Exercise objective
From the records below, output exactly the lines running from the line containing "Pick out each instance of the house" through the line containing "Pick out each instance of the carport", and no others.

Entries supplied
——

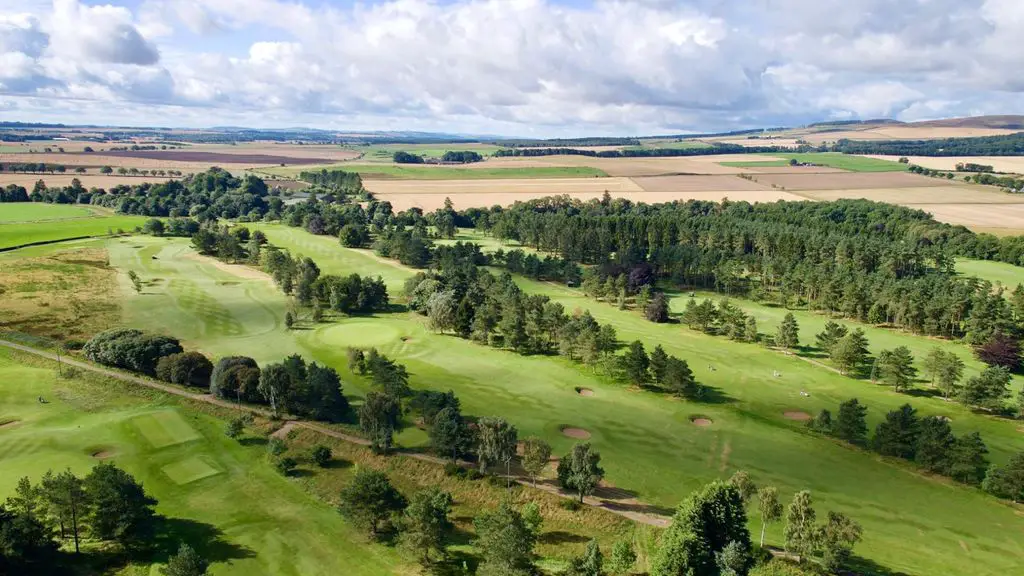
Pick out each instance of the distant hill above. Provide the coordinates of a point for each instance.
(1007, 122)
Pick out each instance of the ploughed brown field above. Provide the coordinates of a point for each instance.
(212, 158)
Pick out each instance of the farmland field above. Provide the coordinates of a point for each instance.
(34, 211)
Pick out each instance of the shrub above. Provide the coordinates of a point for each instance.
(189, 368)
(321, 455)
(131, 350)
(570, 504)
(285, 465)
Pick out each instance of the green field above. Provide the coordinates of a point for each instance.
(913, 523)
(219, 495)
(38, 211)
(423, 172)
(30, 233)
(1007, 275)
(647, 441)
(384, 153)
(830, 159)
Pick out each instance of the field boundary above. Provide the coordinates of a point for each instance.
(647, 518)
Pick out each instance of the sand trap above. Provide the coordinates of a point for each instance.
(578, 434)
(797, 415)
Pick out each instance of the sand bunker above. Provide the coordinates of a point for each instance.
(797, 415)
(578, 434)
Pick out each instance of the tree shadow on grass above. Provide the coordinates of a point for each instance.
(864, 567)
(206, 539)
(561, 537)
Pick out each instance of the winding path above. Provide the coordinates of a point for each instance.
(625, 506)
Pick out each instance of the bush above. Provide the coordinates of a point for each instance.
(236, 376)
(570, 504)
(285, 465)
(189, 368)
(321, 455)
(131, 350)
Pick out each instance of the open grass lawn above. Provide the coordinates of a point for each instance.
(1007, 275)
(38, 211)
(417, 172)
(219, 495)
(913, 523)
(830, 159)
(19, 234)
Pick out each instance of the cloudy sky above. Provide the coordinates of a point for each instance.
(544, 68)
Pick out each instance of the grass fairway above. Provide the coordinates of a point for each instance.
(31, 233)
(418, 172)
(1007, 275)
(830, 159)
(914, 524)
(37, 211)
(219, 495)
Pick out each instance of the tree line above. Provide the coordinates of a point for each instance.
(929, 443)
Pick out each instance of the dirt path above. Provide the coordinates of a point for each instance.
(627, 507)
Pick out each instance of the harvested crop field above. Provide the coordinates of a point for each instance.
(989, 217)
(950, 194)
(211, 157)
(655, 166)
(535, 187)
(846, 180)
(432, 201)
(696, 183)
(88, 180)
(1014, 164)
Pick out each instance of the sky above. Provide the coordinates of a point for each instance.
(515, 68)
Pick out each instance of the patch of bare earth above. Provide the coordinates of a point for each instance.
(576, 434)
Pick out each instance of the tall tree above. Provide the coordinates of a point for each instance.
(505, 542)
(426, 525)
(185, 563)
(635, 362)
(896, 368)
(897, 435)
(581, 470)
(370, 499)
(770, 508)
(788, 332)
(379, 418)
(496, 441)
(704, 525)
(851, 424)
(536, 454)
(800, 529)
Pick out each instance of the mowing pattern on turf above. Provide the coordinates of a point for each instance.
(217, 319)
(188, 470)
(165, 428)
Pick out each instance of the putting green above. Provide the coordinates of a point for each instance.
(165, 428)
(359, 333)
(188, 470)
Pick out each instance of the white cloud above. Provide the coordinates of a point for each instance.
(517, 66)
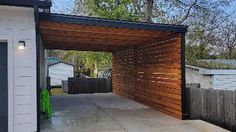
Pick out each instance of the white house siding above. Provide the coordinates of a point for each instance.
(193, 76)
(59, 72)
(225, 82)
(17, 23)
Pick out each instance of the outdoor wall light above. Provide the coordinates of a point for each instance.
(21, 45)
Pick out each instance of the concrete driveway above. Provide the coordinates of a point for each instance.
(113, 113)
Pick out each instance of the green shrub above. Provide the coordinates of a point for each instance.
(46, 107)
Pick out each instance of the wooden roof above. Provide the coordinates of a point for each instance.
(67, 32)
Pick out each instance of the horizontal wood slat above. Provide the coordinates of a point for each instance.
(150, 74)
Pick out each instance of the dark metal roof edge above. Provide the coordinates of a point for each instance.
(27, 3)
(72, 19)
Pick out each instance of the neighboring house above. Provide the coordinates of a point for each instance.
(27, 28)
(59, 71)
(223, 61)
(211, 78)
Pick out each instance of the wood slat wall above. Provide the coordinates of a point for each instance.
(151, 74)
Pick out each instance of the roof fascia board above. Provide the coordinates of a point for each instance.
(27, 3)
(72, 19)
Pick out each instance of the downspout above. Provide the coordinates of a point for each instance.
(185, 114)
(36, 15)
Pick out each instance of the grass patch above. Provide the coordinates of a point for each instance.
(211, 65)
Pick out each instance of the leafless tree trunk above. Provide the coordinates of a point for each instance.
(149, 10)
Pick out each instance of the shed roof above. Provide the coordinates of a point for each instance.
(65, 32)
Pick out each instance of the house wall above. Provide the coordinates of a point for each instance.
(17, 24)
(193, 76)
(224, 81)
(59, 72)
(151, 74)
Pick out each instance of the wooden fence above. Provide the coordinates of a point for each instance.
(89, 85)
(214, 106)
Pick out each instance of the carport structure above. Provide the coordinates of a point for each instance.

——

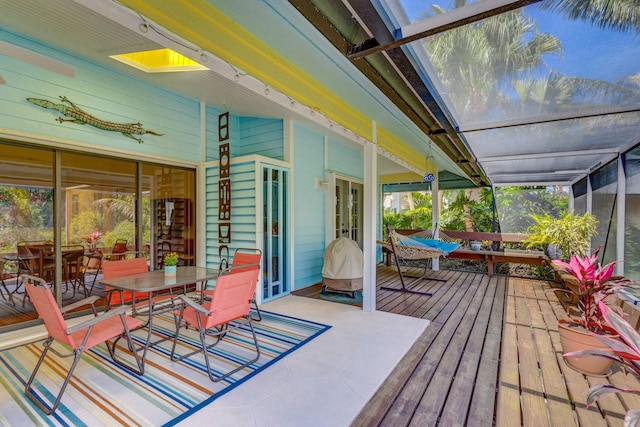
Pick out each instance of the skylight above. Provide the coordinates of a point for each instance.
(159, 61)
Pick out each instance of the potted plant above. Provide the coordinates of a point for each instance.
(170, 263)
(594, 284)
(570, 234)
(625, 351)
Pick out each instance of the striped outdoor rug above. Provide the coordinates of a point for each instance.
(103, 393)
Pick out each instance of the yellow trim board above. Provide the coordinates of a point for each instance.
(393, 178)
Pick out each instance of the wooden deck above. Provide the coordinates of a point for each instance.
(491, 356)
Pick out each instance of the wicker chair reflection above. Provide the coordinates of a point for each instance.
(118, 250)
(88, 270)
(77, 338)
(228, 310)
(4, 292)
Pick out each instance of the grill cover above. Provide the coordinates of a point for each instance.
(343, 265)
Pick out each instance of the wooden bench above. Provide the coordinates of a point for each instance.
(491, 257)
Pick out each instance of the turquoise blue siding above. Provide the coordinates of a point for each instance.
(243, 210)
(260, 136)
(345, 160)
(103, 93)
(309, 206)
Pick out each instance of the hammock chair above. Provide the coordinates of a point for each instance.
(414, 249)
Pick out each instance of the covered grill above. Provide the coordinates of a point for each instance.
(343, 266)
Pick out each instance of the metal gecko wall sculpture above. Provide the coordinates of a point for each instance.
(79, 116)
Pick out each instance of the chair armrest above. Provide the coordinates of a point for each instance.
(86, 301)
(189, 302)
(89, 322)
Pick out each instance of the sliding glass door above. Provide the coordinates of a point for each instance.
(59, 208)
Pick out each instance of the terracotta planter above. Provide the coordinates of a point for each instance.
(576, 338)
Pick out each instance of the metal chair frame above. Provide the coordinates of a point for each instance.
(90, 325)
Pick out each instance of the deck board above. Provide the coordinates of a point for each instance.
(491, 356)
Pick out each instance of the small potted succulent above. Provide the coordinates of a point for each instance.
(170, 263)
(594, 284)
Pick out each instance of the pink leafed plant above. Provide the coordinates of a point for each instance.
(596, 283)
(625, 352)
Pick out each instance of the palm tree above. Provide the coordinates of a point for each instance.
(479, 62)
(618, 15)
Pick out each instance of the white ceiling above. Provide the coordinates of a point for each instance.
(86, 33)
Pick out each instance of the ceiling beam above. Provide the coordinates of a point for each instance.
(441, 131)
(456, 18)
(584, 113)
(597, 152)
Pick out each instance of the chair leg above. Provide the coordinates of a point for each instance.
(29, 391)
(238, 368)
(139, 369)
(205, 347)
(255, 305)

——

Result of the task
Pick out each instance of the house wall above. Provide the coordinates of a point for each instance.
(17, 24)
(193, 76)
(224, 81)
(59, 72)
(151, 74)
Pick out each instance of the wooden fence above. Provide the coordinates of a point for each instance.
(89, 85)
(214, 106)
Pick out each instance of the carport structure above. Provide the coordinates of a point for each instance.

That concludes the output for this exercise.